#### GIVEN EXERCISE
Locate each of the lines below that contains the word "sign", treating uppercase and lowercase as different, and copy every such line.

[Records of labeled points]
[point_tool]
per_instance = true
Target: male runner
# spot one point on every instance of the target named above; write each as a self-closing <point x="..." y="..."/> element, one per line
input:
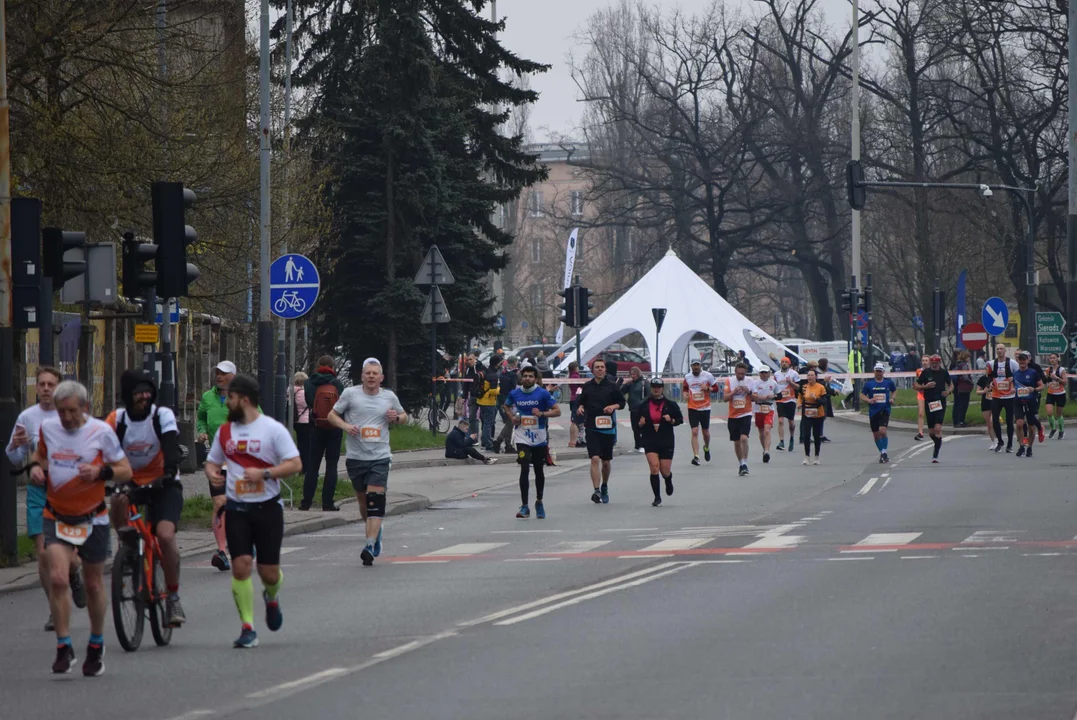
<point x="77" y="454"/>
<point x="788" y="382"/>
<point x="764" y="393"/>
<point x="22" y="446"/>
<point x="697" y="389"/>
<point x="599" y="398"/>
<point x="935" y="383"/>
<point x="879" y="394"/>
<point x="527" y="407"/>
<point x="364" y="414"/>
<point x="257" y="451"/>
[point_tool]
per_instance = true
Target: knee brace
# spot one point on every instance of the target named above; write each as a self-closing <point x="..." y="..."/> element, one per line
<point x="375" y="505"/>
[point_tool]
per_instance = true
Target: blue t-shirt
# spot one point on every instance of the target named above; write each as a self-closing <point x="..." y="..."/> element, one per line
<point x="880" y="390"/>
<point x="532" y="431"/>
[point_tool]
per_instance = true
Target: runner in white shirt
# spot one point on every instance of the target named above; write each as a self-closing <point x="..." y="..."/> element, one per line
<point x="249" y="455"/>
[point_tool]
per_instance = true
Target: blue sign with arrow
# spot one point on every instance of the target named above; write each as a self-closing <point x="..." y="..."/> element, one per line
<point x="995" y="315"/>
<point x="293" y="286"/>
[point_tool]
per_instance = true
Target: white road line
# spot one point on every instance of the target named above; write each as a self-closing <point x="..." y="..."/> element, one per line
<point x="465" y="549"/>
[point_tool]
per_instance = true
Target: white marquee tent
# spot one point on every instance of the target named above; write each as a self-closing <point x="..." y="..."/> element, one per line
<point x="691" y="307"/>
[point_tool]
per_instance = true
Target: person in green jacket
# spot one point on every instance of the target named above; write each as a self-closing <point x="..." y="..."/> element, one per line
<point x="212" y="412"/>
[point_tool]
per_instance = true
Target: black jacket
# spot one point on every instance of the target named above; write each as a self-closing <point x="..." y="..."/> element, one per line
<point x="596" y="396"/>
<point x="663" y="436"/>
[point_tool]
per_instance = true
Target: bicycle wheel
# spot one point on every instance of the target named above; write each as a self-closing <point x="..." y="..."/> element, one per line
<point x="158" y="618"/>
<point x="127" y="604"/>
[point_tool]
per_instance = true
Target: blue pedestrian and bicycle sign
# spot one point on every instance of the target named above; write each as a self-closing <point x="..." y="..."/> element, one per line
<point x="994" y="315"/>
<point x="293" y="286"/>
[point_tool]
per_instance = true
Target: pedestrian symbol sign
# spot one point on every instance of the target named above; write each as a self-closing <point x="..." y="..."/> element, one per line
<point x="293" y="286"/>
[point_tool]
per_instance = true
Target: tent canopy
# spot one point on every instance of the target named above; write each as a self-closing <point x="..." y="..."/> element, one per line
<point x="691" y="307"/>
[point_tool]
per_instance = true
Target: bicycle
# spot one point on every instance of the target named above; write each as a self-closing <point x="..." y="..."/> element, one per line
<point x="138" y="579"/>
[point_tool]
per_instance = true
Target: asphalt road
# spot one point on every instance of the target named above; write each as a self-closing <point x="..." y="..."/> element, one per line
<point x="850" y="590"/>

#### RESPONSE TO THE EXERCISE
Target: blue sign with arrow
Target: blue pedestrian and bicycle sign
Target: pedestrian symbol sign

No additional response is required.